**WRITTEN REQUEST**
Reproduce the part of the forum thread on dating an ESFP from "Good luck though." up to and including "long term though.", replacing "introvert" with "extrovert".

**EXCERPTED PASSAGE**
-- BEGIN --

# Hey I'm dating an Esfp ADVICE PLEASE!!!!!!!!!!!!!!!!!!!!!!!!!!!!!!!!!!!!!!!!!!!!!!!!!



## Marshy (Apr 10, 2016)

Is this okay? Do you guys approve? Should I end the relationship? Is this normal? Should I make another thread? I talked with her about the MBTI thing and told her we might not be compatible and that I'd get your guys' approval on the relationship. Do you think I should dump her? I am highly considering it and I even let her know that things could end depending on what is said.
We're awaiting replies, thank you in advance.


----------



## Kommandant (Jun 27, 2017)

Sorry to tell you this, but the average ESFP dies painfully after spending more than 1 hour with an INTP!
Dating out of your type zone is dangerous!
But yes to be sure make a thread in the INTP and ESFP subforum, as well as in the INFJ sub forum just for good luck!





( ͡° ͜ʖ ͡°)


----------



## Eu_citzen (Jan 18, 2018)

Suggest the ENFP to leave any INTPs alone and come over to the INTJs...:exterminate:


----------



## Notus Asphodelus (Jan 20, 2015)

I think... I think... I think you should go take a nap. This relationship will never be normal.


----------



## SilentScream (Mar 31, 2011)

I know an ISTP/ESFP pair that has made it work (but that's because that particular ISTP is a bit of a willing doormat), but I really think that with the TiNe SeFi difference it might require a lot of effort. With our Se/Se matchup my ex and I used to struggle with regards to our very separate interests and hobbies and things we liked to do outdoors and stuff. She was family oriented - I was more into going out just for the hell of it without involving her family all the time. It was fireworks for the first year during the honeymoom period, and then just a plain dumpster fire after that :laughing:

Good luck though. If you want to make it work it can be a good experience. ESFPs are one of the more openly loving types as long as they're able to constantly meet their high dopamine requirements. I find it really hard to conceive that an introvert will be able to provide it _consistently_ over the long term though.

-- END --

**STORED ROWS**

-- BEGIN --

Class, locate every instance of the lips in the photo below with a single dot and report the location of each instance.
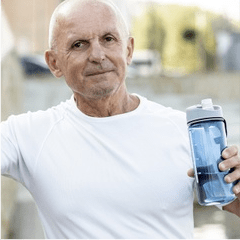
(93, 73)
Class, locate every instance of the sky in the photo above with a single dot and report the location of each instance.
(230, 8)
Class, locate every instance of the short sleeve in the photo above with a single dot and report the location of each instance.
(9, 152)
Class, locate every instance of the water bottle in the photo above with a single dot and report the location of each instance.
(207, 132)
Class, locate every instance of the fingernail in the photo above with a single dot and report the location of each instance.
(222, 166)
(227, 179)
(236, 189)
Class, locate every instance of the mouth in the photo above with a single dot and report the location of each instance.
(97, 73)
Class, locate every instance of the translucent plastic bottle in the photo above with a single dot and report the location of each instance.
(207, 132)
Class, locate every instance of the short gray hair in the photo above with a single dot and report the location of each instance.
(52, 41)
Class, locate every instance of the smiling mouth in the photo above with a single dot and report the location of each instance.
(97, 73)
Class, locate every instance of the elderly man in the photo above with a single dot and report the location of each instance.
(106, 163)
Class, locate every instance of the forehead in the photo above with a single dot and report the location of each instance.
(89, 19)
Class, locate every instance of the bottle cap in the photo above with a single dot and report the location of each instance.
(205, 110)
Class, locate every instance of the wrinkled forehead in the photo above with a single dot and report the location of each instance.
(96, 15)
(86, 11)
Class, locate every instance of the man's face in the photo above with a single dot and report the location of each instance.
(92, 52)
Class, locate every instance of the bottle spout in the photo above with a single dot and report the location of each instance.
(207, 104)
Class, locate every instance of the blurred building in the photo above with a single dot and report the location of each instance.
(10, 103)
(187, 38)
(29, 21)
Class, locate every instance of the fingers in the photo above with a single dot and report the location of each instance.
(232, 160)
(190, 172)
(236, 190)
(231, 157)
(230, 152)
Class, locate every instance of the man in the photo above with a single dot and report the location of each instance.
(106, 163)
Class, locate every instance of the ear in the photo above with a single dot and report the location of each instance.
(52, 62)
(130, 49)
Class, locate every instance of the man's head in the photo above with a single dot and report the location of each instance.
(65, 7)
(90, 46)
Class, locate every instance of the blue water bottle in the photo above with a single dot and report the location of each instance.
(207, 132)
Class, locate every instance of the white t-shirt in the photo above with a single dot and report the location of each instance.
(118, 177)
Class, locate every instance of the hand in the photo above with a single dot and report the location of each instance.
(231, 160)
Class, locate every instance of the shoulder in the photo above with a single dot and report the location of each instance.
(33, 123)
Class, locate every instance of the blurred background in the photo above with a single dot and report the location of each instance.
(186, 50)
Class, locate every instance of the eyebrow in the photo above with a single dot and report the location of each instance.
(75, 36)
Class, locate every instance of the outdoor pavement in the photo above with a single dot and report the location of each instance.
(210, 223)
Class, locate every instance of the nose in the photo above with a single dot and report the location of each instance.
(97, 54)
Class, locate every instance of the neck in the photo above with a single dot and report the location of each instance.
(113, 104)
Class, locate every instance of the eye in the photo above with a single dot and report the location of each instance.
(78, 44)
(190, 35)
(109, 39)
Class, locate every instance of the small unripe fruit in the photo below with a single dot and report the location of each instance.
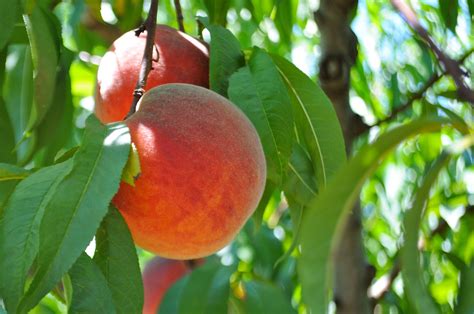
(181, 59)
(202, 172)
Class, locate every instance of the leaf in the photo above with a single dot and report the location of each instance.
(300, 183)
(132, 169)
(45, 54)
(284, 19)
(128, 13)
(263, 297)
(449, 13)
(60, 114)
(90, 292)
(205, 290)
(412, 273)
(316, 121)
(12, 172)
(81, 201)
(19, 229)
(18, 96)
(10, 11)
(217, 11)
(258, 90)
(262, 205)
(326, 213)
(225, 57)
(465, 302)
(117, 258)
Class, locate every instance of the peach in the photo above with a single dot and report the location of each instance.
(158, 276)
(182, 59)
(202, 172)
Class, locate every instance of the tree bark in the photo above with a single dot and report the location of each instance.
(338, 54)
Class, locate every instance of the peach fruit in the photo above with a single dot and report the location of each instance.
(202, 172)
(158, 276)
(182, 59)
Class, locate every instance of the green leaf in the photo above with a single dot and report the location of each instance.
(217, 11)
(45, 54)
(412, 273)
(50, 141)
(10, 11)
(261, 94)
(262, 205)
(18, 96)
(12, 172)
(79, 204)
(470, 3)
(90, 292)
(132, 169)
(465, 302)
(117, 258)
(316, 121)
(449, 13)
(128, 13)
(19, 229)
(225, 57)
(205, 290)
(284, 19)
(327, 212)
(261, 297)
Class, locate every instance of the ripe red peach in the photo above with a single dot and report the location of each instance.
(202, 175)
(158, 276)
(182, 59)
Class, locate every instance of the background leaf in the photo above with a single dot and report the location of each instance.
(117, 259)
(19, 229)
(205, 290)
(327, 211)
(79, 204)
(45, 54)
(91, 294)
(258, 90)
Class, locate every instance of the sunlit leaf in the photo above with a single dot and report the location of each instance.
(19, 229)
(316, 120)
(261, 94)
(91, 293)
(325, 215)
(45, 55)
(79, 204)
(117, 258)
(205, 290)
(261, 297)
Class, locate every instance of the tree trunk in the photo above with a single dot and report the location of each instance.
(338, 54)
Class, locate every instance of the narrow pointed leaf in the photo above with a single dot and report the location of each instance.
(261, 94)
(316, 120)
(12, 172)
(90, 291)
(117, 259)
(326, 213)
(79, 204)
(45, 54)
(205, 290)
(19, 229)
(263, 297)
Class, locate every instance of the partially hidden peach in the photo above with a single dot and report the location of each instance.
(158, 276)
(181, 59)
(202, 172)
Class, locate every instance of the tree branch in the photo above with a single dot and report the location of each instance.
(420, 93)
(146, 66)
(450, 65)
(179, 15)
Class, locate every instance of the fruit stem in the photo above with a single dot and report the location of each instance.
(179, 15)
(150, 26)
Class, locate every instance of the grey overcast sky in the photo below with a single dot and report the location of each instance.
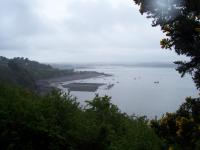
(79, 31)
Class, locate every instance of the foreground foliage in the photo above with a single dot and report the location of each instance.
(180, 20)
(181, 130)
(56, 121)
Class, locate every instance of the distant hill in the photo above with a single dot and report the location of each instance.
(24, 72)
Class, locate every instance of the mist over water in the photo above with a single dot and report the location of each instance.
(150, 91)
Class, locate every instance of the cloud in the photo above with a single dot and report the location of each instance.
(77, 31)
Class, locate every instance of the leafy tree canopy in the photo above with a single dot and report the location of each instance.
(180, 20)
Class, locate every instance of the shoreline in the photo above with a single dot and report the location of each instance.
(47, 85)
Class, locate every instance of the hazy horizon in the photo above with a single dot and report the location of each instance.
(79, 31)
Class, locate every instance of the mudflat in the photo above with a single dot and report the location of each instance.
(85, 87)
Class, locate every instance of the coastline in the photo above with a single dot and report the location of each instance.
(47, 85)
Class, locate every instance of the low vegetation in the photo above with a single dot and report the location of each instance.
(56, 121)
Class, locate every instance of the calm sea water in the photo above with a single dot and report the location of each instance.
(135, 90)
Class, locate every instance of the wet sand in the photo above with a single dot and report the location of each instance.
(46, 84)
(85, 87)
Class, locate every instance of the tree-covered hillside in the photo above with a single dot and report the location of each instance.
(24, 72)
(57, 122)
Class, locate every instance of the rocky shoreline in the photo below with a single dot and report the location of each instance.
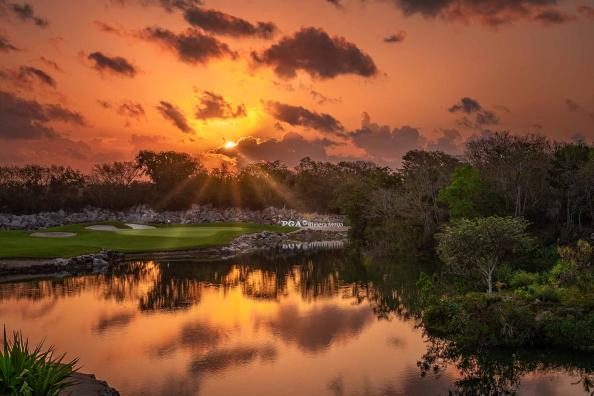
(144, 215)
(100, 263)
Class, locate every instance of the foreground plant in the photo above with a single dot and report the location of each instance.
(33, 372)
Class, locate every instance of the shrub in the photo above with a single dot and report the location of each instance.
(32, 372)
(522, 279)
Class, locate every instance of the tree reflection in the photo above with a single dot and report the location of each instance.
(499, 372)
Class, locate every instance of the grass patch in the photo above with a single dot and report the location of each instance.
(19, 244)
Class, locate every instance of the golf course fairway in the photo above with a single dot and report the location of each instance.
(20, 244)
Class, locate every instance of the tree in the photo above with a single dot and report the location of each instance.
(515, 167)
(175, 175)
(423, 174)
(480, 245)
(467, 195)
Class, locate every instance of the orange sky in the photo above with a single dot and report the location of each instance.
(525, 66)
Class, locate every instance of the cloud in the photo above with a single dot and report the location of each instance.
(492, 13)
(6, 45)
(217, 22)
(335, 3)
(449, 142)
(395, 38)
(572, 105)
(127, 108)
(107, 28)
(586, 11)
(290, 149)
(313, 51)
(213, 105)
(168, 5)
(472, 107)
(174, 114)
(23, 12)
(552, 16)
(300, 116)
(26, 119)
(192, 46)
(386, 145)
(50, 63)
(115, 65)
(27, 76)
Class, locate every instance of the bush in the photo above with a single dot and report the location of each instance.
(522, 279)
(32, 372)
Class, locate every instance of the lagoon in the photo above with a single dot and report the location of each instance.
(304, 324)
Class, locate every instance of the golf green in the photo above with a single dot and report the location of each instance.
(20, 244)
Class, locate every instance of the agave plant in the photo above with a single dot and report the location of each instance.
(33, 372)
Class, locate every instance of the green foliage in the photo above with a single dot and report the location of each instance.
(21, 244)
(467, 195)
(522, 279)
(470, 246)
(33, 372)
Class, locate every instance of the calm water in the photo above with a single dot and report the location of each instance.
(310, 325)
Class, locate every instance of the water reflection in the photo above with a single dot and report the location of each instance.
(323, 324)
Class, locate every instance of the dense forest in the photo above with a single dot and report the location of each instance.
(511, 221)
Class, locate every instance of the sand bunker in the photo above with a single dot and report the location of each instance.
(54, 234)
(105, 227)
(140, 226)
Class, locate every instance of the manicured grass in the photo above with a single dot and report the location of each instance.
(19, 244)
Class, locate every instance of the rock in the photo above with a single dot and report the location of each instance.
(143, 214)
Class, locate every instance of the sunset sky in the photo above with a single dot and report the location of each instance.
(89, 81)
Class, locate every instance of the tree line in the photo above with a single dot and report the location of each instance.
(549, 183)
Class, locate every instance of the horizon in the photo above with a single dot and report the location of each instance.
(236, 83)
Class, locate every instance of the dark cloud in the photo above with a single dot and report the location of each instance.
(586, 11)
(290, 149)
(502, 108)
(300, 116)
(449, 142)
(386, 145)
(174, 114)
(27, 76)
(26, 119)
(127, 108)
(6, 45)
(395, 38)
(192, 46)
(168, 5)
(26, 72)
(50, 63)
(466, 105)
(112, 64)
(473, 108)
(489, 12)
(552, 16)
(131, 110)
(313, 51)
(107, 28)
(23, 12)
(213, 105)
(217, 22)
(572, 105)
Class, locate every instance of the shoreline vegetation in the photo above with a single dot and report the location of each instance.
(510, 222)
(173, 237)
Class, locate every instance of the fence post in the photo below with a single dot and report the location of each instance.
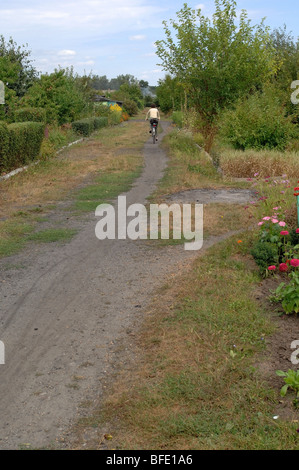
(2, 93)
(2, 353)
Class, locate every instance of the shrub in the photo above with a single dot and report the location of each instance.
(265, 254)
(30, 114)
(25, 139)
(100, 122)
(130, 106)
(4, 145)
(177, 118)
(257, 122)
(84, 126)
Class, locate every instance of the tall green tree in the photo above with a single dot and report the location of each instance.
(217, 60)
(61, 94)
(19, 58)
(171, 94)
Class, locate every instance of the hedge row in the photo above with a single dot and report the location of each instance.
(86, 126)
(20, 143)
(30, 114)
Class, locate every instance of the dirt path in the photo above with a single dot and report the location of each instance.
(63, 309)
(68, 312)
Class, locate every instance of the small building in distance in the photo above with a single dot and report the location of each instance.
(106, 101)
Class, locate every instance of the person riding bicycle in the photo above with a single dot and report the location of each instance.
(153, 115)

-- END --

**FULL OUTPUT**
Good luck though. If you want to make it work it can be a good experience. ESFPs are one of the more openly loving types as long as they're able to constantly meet their high dopamine requirements. I find it really hard to conceive that an extrovert will be able to provide it _consistently_ over the long term though.